Instructions for the task
Where the word "negative" shows up in the entries below, please copy the whole line.

Data listing
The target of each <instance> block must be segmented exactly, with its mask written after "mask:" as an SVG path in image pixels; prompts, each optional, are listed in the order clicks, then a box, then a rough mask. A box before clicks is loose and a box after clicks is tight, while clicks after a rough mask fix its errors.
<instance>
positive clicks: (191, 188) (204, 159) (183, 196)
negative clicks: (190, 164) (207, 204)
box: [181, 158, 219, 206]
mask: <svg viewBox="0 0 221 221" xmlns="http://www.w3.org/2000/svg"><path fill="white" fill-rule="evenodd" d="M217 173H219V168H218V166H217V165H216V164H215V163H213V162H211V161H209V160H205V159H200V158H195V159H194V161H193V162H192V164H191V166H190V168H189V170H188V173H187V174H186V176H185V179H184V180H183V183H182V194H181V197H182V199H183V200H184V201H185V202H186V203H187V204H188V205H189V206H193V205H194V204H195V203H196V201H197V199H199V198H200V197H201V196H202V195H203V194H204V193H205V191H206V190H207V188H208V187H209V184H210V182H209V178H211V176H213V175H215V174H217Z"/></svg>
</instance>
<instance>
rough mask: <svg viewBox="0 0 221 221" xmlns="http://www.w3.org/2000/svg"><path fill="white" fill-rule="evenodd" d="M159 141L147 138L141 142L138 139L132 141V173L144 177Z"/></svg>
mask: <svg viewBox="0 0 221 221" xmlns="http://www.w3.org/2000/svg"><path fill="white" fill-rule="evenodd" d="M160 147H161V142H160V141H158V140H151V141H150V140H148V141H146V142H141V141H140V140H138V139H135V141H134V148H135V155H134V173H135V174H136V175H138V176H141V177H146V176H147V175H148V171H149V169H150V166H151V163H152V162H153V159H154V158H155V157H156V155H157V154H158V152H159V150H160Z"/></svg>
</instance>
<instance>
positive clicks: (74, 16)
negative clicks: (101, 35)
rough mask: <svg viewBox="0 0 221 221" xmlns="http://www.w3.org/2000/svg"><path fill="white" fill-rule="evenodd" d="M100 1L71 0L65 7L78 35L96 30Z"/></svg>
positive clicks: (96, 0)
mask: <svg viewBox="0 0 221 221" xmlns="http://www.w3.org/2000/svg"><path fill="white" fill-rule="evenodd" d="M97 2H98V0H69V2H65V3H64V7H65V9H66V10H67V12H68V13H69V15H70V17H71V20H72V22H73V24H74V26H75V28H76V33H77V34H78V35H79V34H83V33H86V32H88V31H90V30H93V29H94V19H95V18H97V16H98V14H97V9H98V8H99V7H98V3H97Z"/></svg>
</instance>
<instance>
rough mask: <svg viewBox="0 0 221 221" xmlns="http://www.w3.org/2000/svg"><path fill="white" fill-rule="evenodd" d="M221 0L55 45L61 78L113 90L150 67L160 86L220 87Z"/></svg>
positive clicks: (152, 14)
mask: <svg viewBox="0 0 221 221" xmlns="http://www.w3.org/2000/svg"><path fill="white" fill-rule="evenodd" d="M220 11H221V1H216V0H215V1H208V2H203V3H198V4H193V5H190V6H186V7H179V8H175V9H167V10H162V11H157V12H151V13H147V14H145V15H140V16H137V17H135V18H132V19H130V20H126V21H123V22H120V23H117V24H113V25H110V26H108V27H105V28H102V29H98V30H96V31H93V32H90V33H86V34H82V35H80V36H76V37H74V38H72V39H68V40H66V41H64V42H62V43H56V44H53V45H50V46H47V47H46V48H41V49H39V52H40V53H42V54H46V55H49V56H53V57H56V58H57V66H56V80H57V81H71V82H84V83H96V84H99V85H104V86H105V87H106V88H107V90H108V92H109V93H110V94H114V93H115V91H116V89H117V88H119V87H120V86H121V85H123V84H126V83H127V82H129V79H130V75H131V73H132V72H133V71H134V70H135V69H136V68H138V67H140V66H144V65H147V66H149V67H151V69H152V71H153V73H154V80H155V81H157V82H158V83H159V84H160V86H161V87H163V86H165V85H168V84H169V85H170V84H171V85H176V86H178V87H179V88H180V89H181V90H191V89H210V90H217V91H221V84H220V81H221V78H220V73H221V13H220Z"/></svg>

Task answer
negative clicks: (190, 164) (207, 204)
negative clicks: (101, 35)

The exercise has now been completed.